### The request
Express the rows below, starting at the line containing "2, row 184." and ending at the line containing "column 227, row 142", as a JSON list of strings with one string per line and no blank lines.
# start of Supplied data
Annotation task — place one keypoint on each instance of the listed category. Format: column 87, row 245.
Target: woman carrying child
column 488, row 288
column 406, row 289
# end of Supplied data
# start of Supplied data
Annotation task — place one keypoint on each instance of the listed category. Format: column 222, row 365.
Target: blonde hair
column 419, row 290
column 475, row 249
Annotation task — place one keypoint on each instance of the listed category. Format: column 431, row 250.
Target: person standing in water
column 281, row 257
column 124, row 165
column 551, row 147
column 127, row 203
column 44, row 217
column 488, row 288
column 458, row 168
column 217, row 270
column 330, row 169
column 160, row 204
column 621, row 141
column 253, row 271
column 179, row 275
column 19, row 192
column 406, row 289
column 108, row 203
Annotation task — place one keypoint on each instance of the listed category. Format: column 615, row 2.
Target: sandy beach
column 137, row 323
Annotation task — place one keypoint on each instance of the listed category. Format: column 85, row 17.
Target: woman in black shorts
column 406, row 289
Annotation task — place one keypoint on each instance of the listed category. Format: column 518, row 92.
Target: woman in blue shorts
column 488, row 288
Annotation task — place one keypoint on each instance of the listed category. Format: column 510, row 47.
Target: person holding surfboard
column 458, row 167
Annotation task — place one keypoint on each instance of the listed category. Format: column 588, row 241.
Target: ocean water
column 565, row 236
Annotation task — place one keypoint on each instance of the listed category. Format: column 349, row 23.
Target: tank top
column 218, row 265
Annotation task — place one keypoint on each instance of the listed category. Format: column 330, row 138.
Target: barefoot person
# end of Supplied data
# start of Supplied data
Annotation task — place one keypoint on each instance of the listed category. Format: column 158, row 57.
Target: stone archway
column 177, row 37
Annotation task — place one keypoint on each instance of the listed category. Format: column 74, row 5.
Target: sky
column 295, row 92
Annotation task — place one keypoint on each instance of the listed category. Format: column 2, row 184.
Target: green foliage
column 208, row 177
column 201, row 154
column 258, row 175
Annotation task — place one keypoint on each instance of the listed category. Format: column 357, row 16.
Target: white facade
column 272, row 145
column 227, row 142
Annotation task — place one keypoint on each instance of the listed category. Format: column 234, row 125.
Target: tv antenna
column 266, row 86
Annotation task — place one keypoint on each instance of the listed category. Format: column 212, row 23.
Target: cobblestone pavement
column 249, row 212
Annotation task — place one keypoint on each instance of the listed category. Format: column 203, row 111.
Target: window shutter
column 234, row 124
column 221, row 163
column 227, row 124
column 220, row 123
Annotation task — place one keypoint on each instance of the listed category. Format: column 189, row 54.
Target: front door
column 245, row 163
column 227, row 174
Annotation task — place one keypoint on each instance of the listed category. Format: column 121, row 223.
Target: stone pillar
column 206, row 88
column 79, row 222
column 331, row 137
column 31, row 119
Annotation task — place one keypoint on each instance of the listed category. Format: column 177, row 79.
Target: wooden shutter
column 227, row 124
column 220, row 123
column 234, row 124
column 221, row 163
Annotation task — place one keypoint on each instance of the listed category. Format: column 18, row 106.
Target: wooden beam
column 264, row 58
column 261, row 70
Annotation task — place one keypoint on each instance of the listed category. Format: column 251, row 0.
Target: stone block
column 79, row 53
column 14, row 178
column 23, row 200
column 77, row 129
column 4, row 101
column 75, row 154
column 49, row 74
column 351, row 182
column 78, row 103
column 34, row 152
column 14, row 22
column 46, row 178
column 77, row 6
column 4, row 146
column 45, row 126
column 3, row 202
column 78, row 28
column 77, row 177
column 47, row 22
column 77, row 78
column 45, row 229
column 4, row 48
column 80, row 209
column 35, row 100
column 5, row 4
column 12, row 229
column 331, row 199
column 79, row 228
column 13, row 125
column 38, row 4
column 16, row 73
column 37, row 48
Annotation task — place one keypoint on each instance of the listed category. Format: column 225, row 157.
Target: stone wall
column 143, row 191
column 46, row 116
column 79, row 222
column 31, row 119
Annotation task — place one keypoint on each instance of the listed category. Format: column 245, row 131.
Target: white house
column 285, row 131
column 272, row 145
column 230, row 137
# end of Supplied data
### Correct response
[
  "Annotation task — place one keypoint on each instance of the listed category. Format: column 2, row 184.",
  "Target: green foliage",
  "column 208, row 177",
  "column 201, row 154",
  "column 258, row 175",
  "Annotation task — place one keypoint on each instance of the listed category. Format: column 357, row 16.",
  "Target: white facade",
  "column 272, row 145",
  "column 227, row 142"
]